= Data provided =
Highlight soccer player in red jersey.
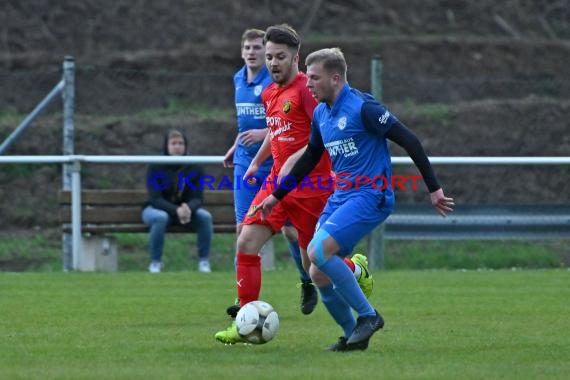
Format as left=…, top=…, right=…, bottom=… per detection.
left=223, top=28, right=313, bottom=317
left=215, top=24, right=372, bottom=344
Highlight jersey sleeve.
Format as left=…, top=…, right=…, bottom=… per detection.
left=384, top=121, right=441, bottom=192
left=308, top=116, right=325, bottom=150
left=362, top=99, right=441, bottom=192
left=361, top=101, right=400, bottom=136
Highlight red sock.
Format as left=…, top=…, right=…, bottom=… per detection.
left=343, top=257, right=355, bottom=272
left=236, top=252, right=261, bottom=307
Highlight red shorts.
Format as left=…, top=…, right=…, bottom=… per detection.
left=242, top=185, right=329, bottom=250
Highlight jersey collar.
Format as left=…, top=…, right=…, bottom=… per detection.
left=238, top=65, right=270, bottom=86
left=329, top=83, right=351, bottom=116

= Activity =
All that is wanted is each line, word for word, from the first line of the data to the one holding "Highlight red sock.", with the pictures left out.

= Reply =
Highlight soccer player in red jersey.
Format as left=…, top=…, right=…, bottom=… per detection.
left=223, top=28, right=313, bottom=317
left=215, top=24, right=372, bottom=344
Highlight jersey sleeve.
Format as left=…, top=…, right=…, bottom=… per detection.
left=384, top=121, right=441, bottom=192
left=308, top=116, right=325, bottom=150
left=362, top=99, right=441, bottom=192
left=361, top=101, right=400, bottom=136
Highlight red sock.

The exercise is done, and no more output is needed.